If you don't want to purchase actual bonds, consider the Vanguard Intermediate-Term Corporate Bonds Index (MUTF: VICSX). The fund has an average duration of 6.4 years, with year-to-date returns around 5.5%. And since the Fed's last interest rate hike in December, the fund has gained 6.5%.  

Interest Rate Hike Investment Strategy No. 3

The third tip is to buy "must-have" companies.

Investors can outplay the Fed by buying must-have companies. No matter what the Fed does, must-have companies will continue to profit. According to Fitz-Gerald, these are companies that create products that the world can't live without. They also tap into Fitz-Gerald's six Unstoppable Trends, each of which is backed by trillions of dollars and is essential to the global economy. His six Unstoppable Trends include:

  • Demographics: For the first time in history, the number of people aged 65 and older will outnumber children younger than five worldwide by 2020. That means surging profits for medical companies.
  • Scarcity/Allocation: This not only includes the fixed amount of precious commodities, like oil or gold, but also money itself. Scarce resources drive demand - and profits.

Records taken from a collection:
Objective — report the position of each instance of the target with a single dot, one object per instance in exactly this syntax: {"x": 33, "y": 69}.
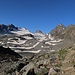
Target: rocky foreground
{"x": 61, "y": 62}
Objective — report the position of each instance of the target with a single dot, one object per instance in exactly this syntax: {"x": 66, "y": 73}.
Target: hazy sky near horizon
{"x": 35, "y": 15}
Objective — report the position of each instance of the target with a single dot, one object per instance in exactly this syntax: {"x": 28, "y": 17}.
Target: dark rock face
{"x": 38, "y": 31}
{"x": 31, "y": 72}
{"x": 62, "y": 32}
{"x": 8, "y": 54}
{"x": 5, "y": 29}
{"x": 57, "y": 31}
{"x": 11, "y": 27}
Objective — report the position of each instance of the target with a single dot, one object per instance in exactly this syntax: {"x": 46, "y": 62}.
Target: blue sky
{"x": 35, "y": 15}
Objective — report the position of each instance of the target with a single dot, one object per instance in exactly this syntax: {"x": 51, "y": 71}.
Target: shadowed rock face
{"x": 38, "y": 31}
{"x": 7, "y": 54}
{"x": 62, "y": 32}
{"x": 31, "y": 72}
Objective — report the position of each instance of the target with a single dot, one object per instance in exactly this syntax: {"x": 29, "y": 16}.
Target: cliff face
{"x": 62, "y": 32}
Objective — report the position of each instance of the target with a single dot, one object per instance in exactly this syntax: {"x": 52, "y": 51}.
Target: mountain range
{"x": 22, "y": 40}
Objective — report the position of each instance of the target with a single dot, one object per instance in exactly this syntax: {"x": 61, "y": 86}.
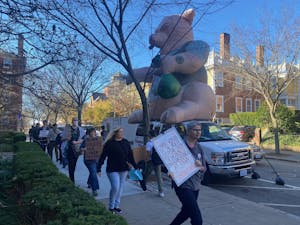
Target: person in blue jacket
{"x": 120, "y": 159}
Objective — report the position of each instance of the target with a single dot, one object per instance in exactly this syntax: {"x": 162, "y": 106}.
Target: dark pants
{"x": 50, "y": 147}
{"x": 72, "y": 160}
{"x": 189, "y": 209}
{"x": 93, "y": 179}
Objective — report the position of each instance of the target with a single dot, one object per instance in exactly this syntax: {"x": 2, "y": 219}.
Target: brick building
{"x": 11, "y": 82}
{"x": 234, "y": 93}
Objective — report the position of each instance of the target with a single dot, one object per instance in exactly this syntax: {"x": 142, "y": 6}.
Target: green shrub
{"x": 19, "y": 137}
{"x": 48, "y": 197}
{"x": 7, "y": 147}
{"x": 244, "y": 119}
{"x": 287, "y": 140}
{"x": 27, "y": 146}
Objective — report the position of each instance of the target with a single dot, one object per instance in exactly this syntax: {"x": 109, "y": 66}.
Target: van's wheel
{"x": 207, "y": 177}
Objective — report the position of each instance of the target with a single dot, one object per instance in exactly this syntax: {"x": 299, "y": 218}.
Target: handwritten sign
{"x": 176, "y": 156}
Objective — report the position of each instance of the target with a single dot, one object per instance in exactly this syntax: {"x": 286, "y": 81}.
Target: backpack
{"x": 156, "y": 160}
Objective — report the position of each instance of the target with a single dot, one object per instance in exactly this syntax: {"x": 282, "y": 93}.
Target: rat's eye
{"x": 164, "y": 27}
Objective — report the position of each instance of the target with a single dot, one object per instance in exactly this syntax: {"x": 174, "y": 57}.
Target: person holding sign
{"x": 188, "y": 191}
{"x": 154, "y": 163}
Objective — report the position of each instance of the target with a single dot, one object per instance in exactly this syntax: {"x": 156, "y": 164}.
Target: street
{"x": 264, "y": 190}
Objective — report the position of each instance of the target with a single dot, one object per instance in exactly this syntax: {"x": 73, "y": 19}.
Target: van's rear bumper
{"x": 232, "y": 171}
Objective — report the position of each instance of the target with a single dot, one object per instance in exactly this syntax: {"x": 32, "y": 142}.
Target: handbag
{"x": 76, "y": 148}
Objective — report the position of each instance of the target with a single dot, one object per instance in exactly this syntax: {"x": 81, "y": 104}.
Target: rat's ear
{"x": 189, "y": 15}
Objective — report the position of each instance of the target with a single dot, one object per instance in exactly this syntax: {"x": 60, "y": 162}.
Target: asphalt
{"x": 218, "y": 208}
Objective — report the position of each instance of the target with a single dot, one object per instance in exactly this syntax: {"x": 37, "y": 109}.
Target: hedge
{"x": 45, "y": 196}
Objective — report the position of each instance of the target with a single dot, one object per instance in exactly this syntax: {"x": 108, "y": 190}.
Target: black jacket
{"x": 118, "y": 154}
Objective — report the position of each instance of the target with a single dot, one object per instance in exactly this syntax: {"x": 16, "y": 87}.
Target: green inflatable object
{"x": 168, "y": 86}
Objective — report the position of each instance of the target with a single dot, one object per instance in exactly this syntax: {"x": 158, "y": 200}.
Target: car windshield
{"x": 212, "y": 132}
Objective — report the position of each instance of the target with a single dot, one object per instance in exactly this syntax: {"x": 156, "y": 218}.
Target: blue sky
{"x": 241, "y": 13}
{"x": 244, "y": 13}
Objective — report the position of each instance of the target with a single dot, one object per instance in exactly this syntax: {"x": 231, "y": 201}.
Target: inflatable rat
{"x": 179, "y": 90}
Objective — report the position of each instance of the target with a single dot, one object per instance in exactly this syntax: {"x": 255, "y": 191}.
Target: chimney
{"x": 260, "y": 55}
{"x": 225, "y": 46}
{"x": 20, "y": 45}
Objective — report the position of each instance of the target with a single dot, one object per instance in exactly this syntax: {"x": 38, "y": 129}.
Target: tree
{"x": 80, "y": 78}
{"x": 286, "y": 118}
{"x": 99, "y": 111}
{"x": 124, "y": 98}
{"x": 104, "y": 24}
{"x": 278, "y": 47}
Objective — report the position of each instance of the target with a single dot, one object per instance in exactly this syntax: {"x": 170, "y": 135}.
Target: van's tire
{"x": 207, "y": 177}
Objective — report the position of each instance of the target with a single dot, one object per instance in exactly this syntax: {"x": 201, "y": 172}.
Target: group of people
{"x": 46, "y": 136}
{"x": 119, "y": 155}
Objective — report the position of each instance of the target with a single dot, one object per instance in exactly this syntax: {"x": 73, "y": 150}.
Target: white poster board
{"x": 43, "y": 133}
{"x": 176, "y": 156}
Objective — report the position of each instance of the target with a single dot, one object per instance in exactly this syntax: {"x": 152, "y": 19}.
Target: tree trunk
{"x": 79, "y": 114}
{"x": 276, "y": 132}
{"x": 276, "y": 141}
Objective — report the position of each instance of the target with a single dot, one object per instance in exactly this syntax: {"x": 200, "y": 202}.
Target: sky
{"x": 242, "y": 13}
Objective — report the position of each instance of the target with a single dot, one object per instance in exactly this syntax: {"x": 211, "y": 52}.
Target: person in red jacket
{"x": 120, "y": 159}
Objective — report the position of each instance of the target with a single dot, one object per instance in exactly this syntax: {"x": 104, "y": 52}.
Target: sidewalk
{"x": 218, "y": 208}
{"x": 284, "y": 155}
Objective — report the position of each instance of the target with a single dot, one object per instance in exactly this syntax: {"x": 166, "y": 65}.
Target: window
{"x": 256, "y": 104}
{"x": 219, "y": 103}
{"x": 248, "y": 105}
{"x": 7, "y": 63}
{"x": 248, "y": 84}
{"x": 238, "y": 82}
{"x": 291, "y": 102}
{"x": 273, "y": 82}
{"x": 238, "y": 104}
{"x": 219, "y": 79}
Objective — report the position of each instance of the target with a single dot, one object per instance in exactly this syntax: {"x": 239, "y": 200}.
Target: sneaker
{"x": 118, "y": 210}
{"x": 113, "y": 211}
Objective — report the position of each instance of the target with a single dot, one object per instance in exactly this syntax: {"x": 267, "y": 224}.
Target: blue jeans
{"x": 117, "y": 180}
{"x": 189, "y": 209}
{"x": 93, "y": 179}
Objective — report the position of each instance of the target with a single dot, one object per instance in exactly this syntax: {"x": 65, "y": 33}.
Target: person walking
{"x": 43, "y": 135}
{"x": 35, "y": 133}
{"x": 153, "y": 163}
{"x": 73, "y": 148}
{"x": 65, "y": 138}
{"x": 53, "y": 132}
{"x": 120, "y": 159}
{"x": 91, "y": 147}
{"x": 30, "y": 132}
{"x": 188, "y": 192}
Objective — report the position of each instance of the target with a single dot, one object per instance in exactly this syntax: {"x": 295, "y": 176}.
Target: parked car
{"x": 243, "y": 133}
{"x": 226, "y": 128}
{"x": 258, "y": 153}
{"x": 88, "y": 126}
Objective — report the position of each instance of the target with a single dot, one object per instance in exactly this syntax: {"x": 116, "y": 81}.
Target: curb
{"x": 281, "y": 159}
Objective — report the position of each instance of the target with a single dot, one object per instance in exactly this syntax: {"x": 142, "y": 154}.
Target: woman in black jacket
{"x": 119, "y": 160}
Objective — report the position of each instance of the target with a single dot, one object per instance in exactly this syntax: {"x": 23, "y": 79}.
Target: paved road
{"x": 264, "y": 190}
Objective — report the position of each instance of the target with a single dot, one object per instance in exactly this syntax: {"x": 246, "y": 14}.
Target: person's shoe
{"x": 113, "y": 211}
{"x": 118, "y": 210}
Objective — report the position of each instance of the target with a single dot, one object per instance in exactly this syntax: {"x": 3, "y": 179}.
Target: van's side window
{"x": 165, "y": 127}
{"x": 180, "y": 129}
{"x": 140, "y": 130}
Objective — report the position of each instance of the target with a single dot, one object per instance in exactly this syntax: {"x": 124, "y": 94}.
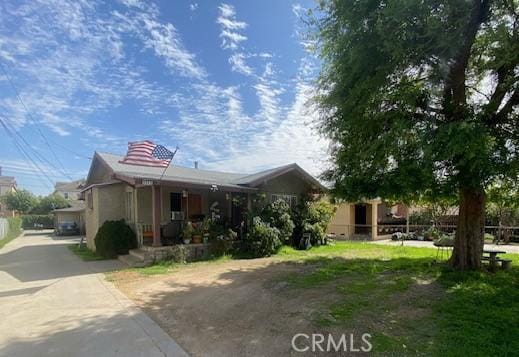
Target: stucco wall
{"x": 343, "y": 221}
{"x": 108, "y": 204}
{"x": 91, "y": 216}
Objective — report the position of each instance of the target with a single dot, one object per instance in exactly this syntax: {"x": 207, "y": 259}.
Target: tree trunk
{"x": 468, "y": 244}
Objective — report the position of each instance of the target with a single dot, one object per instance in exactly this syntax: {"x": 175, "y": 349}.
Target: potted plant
{"x": 197, "y": 233}
{"x": 187, "y": 233}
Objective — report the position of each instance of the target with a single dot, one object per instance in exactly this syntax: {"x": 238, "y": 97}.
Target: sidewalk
{"x": 54, "y": 304}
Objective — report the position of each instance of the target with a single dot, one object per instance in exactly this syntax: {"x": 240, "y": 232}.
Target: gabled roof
{"x": 258, "y": 178}
{"x": 69, "y": 186}
{"x": 188, "y": 175}
{"x": 7, "y": 181}
{"x": 77, "y": 206}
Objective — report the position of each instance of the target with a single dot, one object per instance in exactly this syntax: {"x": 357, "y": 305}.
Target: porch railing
{"x": 143, "y": 229}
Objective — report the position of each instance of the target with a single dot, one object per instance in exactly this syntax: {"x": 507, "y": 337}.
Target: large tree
{"x": 420, "y": 99}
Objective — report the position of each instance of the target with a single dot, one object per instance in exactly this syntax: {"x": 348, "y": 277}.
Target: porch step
{"x": 140, "y": 254}
{"x": 132, "y": 261}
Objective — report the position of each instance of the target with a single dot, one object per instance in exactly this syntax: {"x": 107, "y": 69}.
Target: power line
{"x": 17, "y": 93}
{"x": 23, "y": 152}
{"x": 36, "y": 153}
{"x": 31, "y": 173}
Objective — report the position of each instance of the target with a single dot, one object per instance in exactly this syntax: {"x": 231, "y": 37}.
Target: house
{"x": 371, "y": 220}
{"x": 7, "y": 185}
{"x": 69, "y": 190}
{"x": 156, "y": 202}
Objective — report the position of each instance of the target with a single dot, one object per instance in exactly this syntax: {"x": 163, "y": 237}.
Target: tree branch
{"x": 455, "y": 96}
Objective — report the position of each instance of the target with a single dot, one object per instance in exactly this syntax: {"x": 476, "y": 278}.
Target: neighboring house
{"x": 74, "y": 214}
{"x": 156, "y": 202}
{"x": 69, "y": 190}
{"x": 7, "y": 185}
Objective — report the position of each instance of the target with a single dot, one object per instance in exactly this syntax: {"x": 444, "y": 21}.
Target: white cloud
{"x": 77, "y": 67}
{"x": 166, "y": 42}
{"x": 229, "y": 34}
{"x": 238, "y": 64}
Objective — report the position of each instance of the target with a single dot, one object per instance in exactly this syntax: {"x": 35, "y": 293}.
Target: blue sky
{"x": 228, "y": 82}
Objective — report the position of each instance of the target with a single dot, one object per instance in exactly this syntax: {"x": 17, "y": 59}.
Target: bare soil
{"x": 239, "y": 307}
{"x": 235, "y": 308}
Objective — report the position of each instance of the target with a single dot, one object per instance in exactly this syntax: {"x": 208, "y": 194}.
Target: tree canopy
{"x": 420, "y": 99}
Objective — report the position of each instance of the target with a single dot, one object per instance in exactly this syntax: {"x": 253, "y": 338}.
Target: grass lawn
{"x": 84, "y": 253}
{"x": 410, "y": 304}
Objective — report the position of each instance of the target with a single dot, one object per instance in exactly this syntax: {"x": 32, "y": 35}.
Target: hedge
{"x": 114, "y": 238}
{"x": 29, "y": 220}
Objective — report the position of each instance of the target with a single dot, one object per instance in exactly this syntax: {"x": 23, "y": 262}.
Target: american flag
{"x": 146, "y": 153}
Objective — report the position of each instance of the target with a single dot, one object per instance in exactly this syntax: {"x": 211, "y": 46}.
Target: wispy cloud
{"x": 230, "y": 26}
{"x": 77, "y": 68}
{"x": 237, "y": 61}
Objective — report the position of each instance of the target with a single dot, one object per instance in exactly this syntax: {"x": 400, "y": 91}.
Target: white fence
{"x": 4, "y": 227}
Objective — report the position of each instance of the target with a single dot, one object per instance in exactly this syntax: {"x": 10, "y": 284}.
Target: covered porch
{"x": 159, "y": 210}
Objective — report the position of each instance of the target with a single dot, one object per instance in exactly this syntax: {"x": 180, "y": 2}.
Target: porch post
{"x": 374, "y": 220}
{"x": 156, "y": 214}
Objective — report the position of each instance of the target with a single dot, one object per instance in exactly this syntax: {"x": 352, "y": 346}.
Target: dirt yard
{"x": 234, "y": 308}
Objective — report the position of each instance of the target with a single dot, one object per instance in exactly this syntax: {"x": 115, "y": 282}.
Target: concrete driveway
{"x": 54, "y": 304}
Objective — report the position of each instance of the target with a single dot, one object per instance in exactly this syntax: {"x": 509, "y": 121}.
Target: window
{"x": 129, "y": 206}
{"x": 175, "y": 200}
{"x": 291, "y": 200}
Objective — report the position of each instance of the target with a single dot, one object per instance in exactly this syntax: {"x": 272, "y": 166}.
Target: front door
{"x": 239, "y": 207}
{"x": 192, "y": 206}
{"x": 360, "y": 219}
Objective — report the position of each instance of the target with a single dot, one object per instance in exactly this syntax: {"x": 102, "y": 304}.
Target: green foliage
{"x": 188, "y": 231}
{"x": 21, "y": 200}
{"x": 50, "y": 203}
{"x": 401, "y": 100}
{"x": 420, "y": 218}
{"x": 15, "y": 229}
{"x": 30, "y": 220}
{"x": 278, "y": 214}
{"x": 503, "y": 203}
{"x": 114, "y": 238}
{"x": 313, "y": 217}
{"x": 262, "y": 239}
{"x": 223, "y": 244}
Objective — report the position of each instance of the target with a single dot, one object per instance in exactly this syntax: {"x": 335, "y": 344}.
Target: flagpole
{"x": 169, "y": 163}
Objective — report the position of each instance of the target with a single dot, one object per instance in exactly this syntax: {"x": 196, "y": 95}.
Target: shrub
{"x": 313, "y": 217}
{"x": 14, "y": 230}
{"x": 114, "y": 238}
{"x": 29, "y": 220}
{"x": 488, "y": 237}
{"x": 278, "y": 214}
{"x": 262, "y": 239}
{"x": 223, "y": 243}
{"x": 432, "y": 234}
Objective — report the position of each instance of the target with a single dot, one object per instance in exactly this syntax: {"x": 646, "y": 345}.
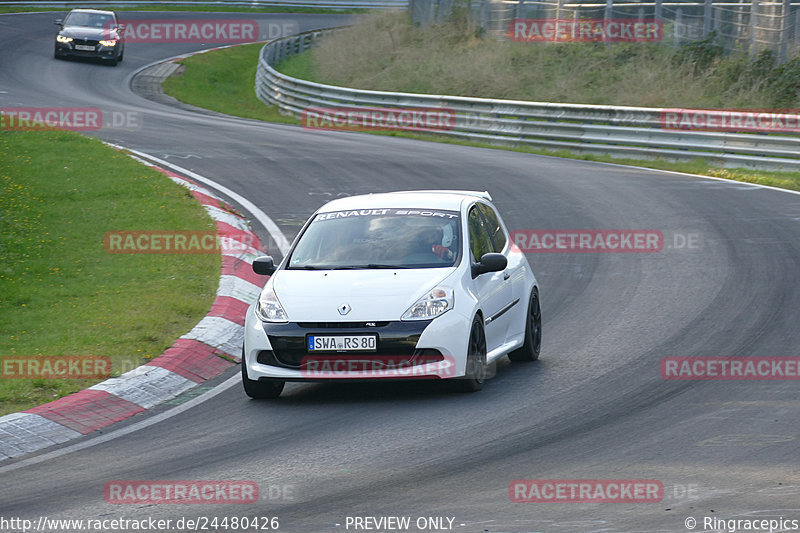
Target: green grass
{"x": 62, "y": 293}
{"x": 223, "y": 81}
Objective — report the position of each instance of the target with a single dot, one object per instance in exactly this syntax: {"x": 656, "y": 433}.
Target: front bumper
{"x": 405, "y": 350}
{"x": 100, "y": 52}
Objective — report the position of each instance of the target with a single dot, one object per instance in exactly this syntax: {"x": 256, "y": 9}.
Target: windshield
{"x": 379, "y": 238}
{"x": 91, "y": 20}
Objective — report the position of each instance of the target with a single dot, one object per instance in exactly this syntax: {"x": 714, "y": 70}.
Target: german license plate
{"x": 342, "y": 343}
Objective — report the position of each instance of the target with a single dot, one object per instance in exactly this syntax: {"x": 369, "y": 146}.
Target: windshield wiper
{"x": 369, "y": 266}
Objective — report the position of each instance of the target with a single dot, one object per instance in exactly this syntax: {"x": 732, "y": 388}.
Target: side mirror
{"x": 264, "y": 265}
{"x": 491, "y": 262}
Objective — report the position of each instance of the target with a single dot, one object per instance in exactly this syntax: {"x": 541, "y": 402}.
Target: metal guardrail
{"x": 633, "y": 132}
{"x": 326, "y": 4}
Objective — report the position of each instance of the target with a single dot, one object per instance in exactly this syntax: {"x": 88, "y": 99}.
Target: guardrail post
{"x": 753, "y": 26}
{"x": 783, "y": 52}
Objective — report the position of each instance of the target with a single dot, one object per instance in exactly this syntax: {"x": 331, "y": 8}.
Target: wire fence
{"x": 740, "y": 25}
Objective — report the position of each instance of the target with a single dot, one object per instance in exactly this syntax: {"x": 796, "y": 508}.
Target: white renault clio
{"x": 402, "y": 285}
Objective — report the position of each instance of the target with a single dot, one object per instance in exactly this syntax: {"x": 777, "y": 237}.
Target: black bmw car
{"x": 90, "y": 33}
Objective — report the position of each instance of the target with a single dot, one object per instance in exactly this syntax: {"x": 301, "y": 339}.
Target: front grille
{"x": 342, "y": 325}
{"x": 396, "y": 339}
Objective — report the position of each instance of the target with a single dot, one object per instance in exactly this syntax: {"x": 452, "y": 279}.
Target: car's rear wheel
{"x": 533, "y": 332}
{"x": 260, "y": 390}
{"x": 476, "y": 358}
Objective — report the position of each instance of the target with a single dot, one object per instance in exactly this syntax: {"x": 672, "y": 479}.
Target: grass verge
{"x": 62, "y": 293}
{"x": 223, "y": 81}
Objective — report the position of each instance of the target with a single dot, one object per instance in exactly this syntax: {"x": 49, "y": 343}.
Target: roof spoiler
{"x": 480, "y": 194}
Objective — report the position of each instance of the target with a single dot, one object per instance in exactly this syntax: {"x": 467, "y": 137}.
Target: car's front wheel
{"x": 533, "y": 332}
{"x": 260, "y": 390}
{"x": 475, "y": 375}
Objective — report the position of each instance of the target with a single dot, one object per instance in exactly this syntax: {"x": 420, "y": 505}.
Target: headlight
{"x": 268, "y": 308}
{"x": 431, "y": 305}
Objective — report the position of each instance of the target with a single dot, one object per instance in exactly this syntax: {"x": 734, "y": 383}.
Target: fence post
{"x": 753, "y": 26}
{"x": 786, "y": 28}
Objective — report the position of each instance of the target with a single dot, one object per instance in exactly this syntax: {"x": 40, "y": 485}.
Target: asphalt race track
{"x": 593, "y": 407}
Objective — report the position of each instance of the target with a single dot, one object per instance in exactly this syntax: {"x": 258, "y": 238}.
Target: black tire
{"x": 260, "y": 390}
{"x": 475, "y": 376}
{"x": 533, "y": 332}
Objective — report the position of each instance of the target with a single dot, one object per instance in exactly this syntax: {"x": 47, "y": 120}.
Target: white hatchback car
{"x": 412, "y": 284}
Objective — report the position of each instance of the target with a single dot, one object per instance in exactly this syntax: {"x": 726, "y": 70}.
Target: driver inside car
{"x": 431, "y": 238}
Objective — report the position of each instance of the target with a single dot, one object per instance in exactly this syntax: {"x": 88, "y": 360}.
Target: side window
{"x": 479, "y": 241}
{"x": 494, "y": 227}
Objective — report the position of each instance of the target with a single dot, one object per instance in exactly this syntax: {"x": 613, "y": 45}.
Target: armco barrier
{"x": 318, "y": 4}
{"x": 624, "y": 132}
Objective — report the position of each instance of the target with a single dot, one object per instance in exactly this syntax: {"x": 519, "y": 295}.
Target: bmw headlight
{"x": 268, "y": 308}
{"x": 433, "y": 304}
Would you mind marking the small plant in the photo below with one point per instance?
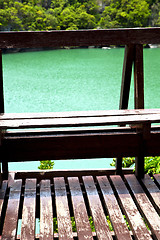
(47, 164)
(151, 164)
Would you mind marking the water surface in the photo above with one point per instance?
(73, 80)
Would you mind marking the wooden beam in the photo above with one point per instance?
(125, 88)
(139, 104)
(79, 38)
(138, 78)
(126, 76)
(1, 85)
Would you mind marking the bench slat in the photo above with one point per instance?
(79, 121)
(99, 218)
(148, 210)
(98, 113)
(130, 210)
(117, 219)
(2, 195)
(157, 177)
(29, 210)
(11, 218)
(63, 214)
(46, 211)
(153, 190)
(81, 217)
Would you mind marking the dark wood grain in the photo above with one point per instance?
(46, 211)
(99, 218)
(145, 205)
(116, 217)
(1, 85)
(29, 210)
(80, 213)
(153, 190)
(63, 213)
(130, 210)
(11, 217)
(79, 38)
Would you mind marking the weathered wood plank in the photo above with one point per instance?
(130, 210)
(157, 177)
(116, 217)
(63, 214)
(126, 76)
(79, 38)
(29, 210)
(151, 216)
(46, 211)
(153, 190)
(1, 85)
(80, 213)
(139, 103)
(99, 218)
(2, 195)
(98, 113)
(11, 217)
(78, 122)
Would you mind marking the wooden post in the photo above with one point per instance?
(4, 164)
(139, 104)
(1, 85)
(126, 76)
(125, 88)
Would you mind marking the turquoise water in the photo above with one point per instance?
(73, 80)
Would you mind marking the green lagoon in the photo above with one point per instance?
(73, 80)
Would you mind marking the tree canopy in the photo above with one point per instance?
(37, 15)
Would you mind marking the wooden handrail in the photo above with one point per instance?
(81, 143)
(79, 38)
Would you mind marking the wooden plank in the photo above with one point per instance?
(78, 122)
(48, 174)
(151, 216)
(130, 210)
(46, 211)
(100, 144)
(99, 218)
(1, 85)
(63, 214)
(157, 177)
(79, 38)
(126, 76)
(115, 214)
(29, 210)
(98, 113)
(2, 195)
(11, 217)
(139, 104)
(80, 213)
(153, 190)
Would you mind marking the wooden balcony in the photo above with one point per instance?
(47, 204)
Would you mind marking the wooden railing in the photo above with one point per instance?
(139, 141)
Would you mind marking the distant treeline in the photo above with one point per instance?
(37, 15)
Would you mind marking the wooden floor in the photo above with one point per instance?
(81, 208)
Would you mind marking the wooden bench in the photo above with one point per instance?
(88, 199)
(72, 135)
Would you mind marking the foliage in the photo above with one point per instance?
(47, 164)
(37, 15)
(151, 164)
(125, 13)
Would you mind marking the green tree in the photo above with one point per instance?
(124, 13)
(47, 164)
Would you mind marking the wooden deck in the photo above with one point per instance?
(84, 207)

Tasks:
(a) In the text on interest rate hike strategies, what is the average duration of the Vanguard Intermediate-Term Corporate Bonds Index fund?
(b) From the text on interest rate hike strategies, print the part from "The third tip" up to and including "for medical companies.".

Results of the exercise:
(a) 6.4 years.

(b)
The third tip is to buy "must-have" companies.

Investors can outplay the Fed by buying must-have companies. No matter what the Fed does, must-have companies will continue to profit. According to Fitz-Gerald, these are companies that create products that the world can't live without. They also tap into Fitz-Gerald's six Unstoppable Trends, each of which is backed by trillions of dollars and is essential to the global economy. His six Unstoppable Trends include:

  • Demographics: For the first time in history, the number of people aged 65 and older will outnumber children younger than five worldwide by 2020. That means surging profits for medical companies.